## Exercise brief
The lines wanted are those in the data below that include "green".

## Records provided
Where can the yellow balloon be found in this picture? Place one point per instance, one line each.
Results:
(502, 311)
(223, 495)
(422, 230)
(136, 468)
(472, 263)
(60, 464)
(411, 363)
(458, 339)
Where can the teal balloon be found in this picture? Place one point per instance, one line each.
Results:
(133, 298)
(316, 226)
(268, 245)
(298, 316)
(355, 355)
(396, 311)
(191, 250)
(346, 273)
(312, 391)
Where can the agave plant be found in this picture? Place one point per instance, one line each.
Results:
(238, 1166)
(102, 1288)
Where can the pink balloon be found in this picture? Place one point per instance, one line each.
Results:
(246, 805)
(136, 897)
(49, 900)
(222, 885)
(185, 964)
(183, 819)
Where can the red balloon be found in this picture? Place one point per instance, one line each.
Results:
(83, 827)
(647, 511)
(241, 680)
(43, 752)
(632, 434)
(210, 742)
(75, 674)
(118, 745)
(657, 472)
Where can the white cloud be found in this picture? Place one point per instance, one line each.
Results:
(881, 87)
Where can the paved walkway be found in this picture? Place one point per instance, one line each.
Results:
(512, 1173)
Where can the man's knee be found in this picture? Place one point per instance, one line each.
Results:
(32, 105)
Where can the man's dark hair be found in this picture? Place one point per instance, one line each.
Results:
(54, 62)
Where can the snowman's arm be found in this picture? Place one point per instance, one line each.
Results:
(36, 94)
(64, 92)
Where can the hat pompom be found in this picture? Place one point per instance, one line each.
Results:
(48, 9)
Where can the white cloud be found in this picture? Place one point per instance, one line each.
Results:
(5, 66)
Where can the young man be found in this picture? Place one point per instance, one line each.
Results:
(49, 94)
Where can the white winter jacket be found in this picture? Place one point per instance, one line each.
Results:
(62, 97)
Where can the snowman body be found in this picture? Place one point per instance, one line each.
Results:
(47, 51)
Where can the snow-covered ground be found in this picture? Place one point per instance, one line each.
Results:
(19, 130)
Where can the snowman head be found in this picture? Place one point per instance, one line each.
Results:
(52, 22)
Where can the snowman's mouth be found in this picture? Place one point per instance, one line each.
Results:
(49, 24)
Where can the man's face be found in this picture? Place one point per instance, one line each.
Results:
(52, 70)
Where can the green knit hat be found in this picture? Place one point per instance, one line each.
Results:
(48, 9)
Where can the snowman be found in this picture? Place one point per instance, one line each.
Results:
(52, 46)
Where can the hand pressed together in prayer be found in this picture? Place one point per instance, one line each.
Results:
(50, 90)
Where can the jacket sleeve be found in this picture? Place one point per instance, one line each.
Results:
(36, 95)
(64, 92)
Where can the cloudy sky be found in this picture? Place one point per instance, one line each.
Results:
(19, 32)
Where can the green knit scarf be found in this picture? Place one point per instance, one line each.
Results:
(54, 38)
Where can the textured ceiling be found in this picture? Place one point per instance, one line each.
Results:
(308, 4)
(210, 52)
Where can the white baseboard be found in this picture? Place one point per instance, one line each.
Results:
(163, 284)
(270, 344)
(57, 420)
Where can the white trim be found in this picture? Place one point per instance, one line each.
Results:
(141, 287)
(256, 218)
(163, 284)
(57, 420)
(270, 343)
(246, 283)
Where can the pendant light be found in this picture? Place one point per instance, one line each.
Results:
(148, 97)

## Solution
Where can the green knit hat be found in this picture? Place one point per instance, one line each.
Where can the green knit scarf be found in this picture? Place one point per instance, one line each.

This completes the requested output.